**Materials provided**
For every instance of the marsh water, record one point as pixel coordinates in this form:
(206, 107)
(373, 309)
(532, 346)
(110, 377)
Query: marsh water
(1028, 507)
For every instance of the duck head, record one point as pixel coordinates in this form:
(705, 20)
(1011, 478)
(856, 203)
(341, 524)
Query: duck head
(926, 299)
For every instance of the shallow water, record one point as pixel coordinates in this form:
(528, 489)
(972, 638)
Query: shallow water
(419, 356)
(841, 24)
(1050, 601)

* * *

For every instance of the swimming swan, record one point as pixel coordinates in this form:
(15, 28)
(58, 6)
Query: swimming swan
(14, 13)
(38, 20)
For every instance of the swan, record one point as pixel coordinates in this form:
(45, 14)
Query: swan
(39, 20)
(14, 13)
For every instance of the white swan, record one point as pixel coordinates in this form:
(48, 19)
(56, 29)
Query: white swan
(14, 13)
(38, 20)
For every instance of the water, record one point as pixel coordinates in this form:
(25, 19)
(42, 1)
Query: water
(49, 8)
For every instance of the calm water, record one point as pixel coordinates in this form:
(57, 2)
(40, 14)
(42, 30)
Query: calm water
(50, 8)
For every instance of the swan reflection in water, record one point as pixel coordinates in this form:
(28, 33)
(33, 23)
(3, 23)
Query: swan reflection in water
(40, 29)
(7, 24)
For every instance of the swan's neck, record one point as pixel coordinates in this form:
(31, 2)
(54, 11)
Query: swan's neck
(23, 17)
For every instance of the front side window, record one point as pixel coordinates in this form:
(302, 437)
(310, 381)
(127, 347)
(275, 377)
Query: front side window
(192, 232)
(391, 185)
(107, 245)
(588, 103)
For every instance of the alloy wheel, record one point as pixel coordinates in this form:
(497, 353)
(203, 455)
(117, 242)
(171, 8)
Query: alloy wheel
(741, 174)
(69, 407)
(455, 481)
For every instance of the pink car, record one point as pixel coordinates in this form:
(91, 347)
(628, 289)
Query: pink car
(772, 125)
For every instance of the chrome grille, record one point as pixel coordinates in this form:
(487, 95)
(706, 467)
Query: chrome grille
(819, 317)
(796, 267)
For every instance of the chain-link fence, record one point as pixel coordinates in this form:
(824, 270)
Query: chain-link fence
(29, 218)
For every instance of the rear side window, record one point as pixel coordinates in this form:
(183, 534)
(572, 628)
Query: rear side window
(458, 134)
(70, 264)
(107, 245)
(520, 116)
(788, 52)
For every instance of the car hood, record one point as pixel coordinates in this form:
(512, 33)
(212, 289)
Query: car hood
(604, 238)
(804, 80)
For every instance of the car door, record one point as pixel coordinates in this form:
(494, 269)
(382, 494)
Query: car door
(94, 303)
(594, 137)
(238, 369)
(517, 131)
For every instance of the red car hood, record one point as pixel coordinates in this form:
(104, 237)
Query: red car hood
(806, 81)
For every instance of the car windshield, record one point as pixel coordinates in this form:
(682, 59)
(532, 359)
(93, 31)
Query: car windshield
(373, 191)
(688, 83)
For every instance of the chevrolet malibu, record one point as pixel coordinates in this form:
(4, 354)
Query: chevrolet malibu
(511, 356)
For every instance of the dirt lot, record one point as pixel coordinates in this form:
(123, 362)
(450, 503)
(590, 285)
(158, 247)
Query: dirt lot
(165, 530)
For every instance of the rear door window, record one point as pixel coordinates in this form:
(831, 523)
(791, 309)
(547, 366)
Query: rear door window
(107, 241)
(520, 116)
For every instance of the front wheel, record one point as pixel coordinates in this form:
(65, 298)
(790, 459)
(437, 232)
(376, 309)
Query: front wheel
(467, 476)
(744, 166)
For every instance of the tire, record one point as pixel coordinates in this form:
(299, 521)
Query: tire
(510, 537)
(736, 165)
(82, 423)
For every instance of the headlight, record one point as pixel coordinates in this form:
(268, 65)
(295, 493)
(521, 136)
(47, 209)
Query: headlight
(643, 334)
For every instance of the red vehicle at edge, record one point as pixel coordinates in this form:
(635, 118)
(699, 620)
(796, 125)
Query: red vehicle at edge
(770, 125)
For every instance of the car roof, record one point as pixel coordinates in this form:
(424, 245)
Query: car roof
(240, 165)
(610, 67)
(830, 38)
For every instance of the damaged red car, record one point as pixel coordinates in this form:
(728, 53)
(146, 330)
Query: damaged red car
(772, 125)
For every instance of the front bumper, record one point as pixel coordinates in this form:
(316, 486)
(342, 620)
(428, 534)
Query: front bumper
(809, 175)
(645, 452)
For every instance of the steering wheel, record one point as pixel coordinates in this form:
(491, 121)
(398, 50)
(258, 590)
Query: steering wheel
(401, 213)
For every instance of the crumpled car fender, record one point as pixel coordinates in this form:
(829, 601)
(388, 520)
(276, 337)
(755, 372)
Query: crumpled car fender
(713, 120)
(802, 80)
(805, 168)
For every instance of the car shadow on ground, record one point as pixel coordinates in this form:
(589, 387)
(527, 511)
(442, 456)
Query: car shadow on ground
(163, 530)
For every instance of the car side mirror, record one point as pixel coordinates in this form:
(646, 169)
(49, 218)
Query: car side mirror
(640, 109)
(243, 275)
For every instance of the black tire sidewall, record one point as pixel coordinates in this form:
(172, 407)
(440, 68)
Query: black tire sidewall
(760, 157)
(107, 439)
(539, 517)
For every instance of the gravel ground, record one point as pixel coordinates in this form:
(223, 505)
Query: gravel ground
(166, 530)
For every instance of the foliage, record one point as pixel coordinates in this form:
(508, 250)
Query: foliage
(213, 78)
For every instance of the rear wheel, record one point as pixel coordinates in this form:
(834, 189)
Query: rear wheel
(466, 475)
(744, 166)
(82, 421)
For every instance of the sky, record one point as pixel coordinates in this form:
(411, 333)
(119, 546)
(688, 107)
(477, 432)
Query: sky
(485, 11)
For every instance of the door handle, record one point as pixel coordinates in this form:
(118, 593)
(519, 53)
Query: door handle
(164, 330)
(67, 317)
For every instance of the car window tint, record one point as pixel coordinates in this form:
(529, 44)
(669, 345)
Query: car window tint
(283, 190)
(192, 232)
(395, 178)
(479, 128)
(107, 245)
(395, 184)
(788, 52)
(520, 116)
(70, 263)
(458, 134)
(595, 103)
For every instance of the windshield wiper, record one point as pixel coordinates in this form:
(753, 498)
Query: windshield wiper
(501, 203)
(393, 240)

**Stated task**
Turn the lines into a numbered list, starting with the line that contains "For every instance of the marsh" and going on through the line that contains "(1050, 601)". Leave out any blank lines.

**Task result**
1. For every instance of the marsh water, record one point as pixel coordinates in this form:
2. (206, 107)
3. (373, 309)
4. (532, 346)
5. (110, 377)
6. Query: marsh water
7. (1028, 507)
8. For every instance of the duck head, record one point as pixel coordinates in this form:
9. (705, 20)
10. (1011, 478)
11. (856, 203)
12. (341, 524)
13. Query: duck head
14. (926, 299)
15. For every instance of the shallow water, record one point as pixel coordinates in this form:
16. (528, 489)
17. (972, 638)
18. Query: shallow water
19. (419, 356)
20. (841, 24)
21. (1050, 601)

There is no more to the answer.